SET PROBLEM:
Extract the lines of the records below, beginning at the line that contains "Kindly mark the innermost point of each instance of the blue" and ending with the last line of the records, and reproduce them verbatim.

DATASET ROWS:
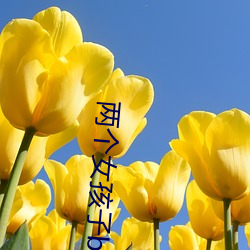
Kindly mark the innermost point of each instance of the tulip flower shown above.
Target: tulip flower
(136, 233)
(135, 95)
(108, 246)
(52, 72)
(202, 217)
(183, 237)
(71, 185)
(31, 202)
(40, 149)
(218, 151)
(50, 233)
(159, 189)
(247, 233)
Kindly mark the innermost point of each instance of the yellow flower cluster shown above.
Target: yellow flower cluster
(55, 87)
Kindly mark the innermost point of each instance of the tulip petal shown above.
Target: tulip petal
(228, 145)
(167, 192)
(71, 82)
(36, 198)
(203, 219)
(24, 65)
(76, 199)
(198, 166)
(135, 95)
(57, 173)
(62, 27)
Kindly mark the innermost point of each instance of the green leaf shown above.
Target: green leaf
(19, 240)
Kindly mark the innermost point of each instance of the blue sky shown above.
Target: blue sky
(196, 53)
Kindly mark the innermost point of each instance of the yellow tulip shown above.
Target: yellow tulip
(135, 95)
(158, 189)
(71, 185)
(31, 202)
(218, 151)
(183, 238)
(136, 233)
(40, 149)
(50, 233)
(47, 73)
(247, 233)
(202, 217)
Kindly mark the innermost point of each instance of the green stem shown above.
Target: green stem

ANSWER FOR THIS EXERCISE:
Kindly mark the innermost point of each instance of the blue sky shown above.
Target: blue sky
(196, 53)
Kindly mark the innermost point of each instance of the yellow tulip shown above.
Target: yellow tulip
(135, 95)
(158, 189)
(71, 185)
(31, 202)
(218, 151)
(183, 238)
(136, 233)
(40, 149)
(50, 233)
(47, 73)
(247, 233)
(202, 217)
Kindly mark the innermost point of each instance of the green stem shown above.
Target: green stem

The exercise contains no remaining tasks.